══ Records provided ══

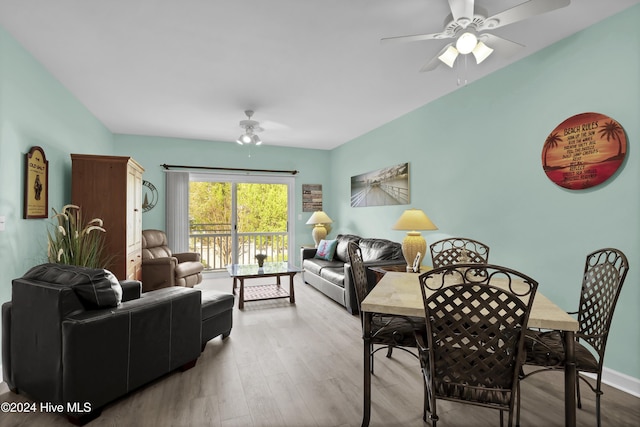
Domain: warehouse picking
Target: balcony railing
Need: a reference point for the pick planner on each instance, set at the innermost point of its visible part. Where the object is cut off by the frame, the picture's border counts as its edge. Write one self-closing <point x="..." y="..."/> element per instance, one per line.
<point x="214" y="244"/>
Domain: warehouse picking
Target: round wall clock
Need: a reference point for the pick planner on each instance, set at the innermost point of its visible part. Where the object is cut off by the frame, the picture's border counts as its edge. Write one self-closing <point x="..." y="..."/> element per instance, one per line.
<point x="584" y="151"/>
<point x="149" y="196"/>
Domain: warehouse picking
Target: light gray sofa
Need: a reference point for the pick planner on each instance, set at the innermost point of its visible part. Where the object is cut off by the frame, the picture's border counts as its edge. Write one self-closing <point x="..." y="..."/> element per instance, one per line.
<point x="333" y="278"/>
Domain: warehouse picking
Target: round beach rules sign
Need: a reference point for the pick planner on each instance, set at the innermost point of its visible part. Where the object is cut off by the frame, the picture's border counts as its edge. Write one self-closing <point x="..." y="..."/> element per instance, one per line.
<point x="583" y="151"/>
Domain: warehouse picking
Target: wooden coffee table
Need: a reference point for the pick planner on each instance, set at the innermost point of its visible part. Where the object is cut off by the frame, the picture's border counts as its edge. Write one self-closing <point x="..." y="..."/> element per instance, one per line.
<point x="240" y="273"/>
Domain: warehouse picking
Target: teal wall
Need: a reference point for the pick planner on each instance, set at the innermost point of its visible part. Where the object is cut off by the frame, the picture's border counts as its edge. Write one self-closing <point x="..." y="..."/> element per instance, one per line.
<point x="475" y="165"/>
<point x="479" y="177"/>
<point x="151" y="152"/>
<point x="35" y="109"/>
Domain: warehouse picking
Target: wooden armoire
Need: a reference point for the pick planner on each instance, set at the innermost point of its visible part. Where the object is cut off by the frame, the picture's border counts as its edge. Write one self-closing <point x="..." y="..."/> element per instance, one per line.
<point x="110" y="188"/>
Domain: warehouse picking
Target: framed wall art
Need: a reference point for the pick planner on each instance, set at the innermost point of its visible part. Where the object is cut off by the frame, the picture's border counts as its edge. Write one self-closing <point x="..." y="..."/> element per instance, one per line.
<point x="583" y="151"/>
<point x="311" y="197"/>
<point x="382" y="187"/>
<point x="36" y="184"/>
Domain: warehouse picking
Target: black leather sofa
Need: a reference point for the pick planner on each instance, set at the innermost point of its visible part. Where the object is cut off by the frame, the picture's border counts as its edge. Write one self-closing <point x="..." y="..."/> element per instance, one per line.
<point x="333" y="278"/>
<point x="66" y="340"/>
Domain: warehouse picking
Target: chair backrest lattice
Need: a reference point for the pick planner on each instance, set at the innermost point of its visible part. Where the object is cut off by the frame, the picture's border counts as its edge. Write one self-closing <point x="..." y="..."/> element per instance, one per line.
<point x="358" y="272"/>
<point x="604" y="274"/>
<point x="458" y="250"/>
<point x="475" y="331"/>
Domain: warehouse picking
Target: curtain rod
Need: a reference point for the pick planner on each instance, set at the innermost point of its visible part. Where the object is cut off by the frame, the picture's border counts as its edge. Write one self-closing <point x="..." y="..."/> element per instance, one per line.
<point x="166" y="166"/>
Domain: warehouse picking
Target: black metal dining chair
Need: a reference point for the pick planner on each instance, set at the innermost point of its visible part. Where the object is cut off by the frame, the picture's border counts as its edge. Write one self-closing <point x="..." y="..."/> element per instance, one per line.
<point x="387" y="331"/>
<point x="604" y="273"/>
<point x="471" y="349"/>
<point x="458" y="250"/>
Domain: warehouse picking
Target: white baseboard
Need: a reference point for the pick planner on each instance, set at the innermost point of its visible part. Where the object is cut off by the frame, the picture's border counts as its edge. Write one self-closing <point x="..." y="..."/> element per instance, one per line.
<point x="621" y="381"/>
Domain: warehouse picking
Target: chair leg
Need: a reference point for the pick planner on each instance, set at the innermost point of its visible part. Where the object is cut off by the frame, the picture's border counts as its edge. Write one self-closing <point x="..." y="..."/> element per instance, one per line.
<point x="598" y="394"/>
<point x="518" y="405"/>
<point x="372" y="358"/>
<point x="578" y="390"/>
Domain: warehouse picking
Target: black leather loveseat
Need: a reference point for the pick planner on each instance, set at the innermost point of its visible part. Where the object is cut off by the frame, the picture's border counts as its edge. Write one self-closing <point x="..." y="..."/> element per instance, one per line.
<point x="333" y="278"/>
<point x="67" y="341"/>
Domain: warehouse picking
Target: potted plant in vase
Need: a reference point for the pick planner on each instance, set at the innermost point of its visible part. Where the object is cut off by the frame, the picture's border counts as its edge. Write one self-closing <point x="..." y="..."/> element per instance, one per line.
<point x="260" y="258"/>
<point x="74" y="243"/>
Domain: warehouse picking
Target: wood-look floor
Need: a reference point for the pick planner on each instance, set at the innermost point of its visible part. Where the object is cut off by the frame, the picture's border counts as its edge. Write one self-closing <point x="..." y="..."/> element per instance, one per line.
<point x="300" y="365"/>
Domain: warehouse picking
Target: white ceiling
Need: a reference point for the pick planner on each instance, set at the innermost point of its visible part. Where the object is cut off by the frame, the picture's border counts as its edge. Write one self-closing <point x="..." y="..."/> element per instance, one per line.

═══

> **Written instruction**:
Can you return, word for word, the listing from its start through the line containing "Target: balcony railing", both ends included and the pictures left out?

> **Response**:
Domain: warehouse picking
Target: balcony railing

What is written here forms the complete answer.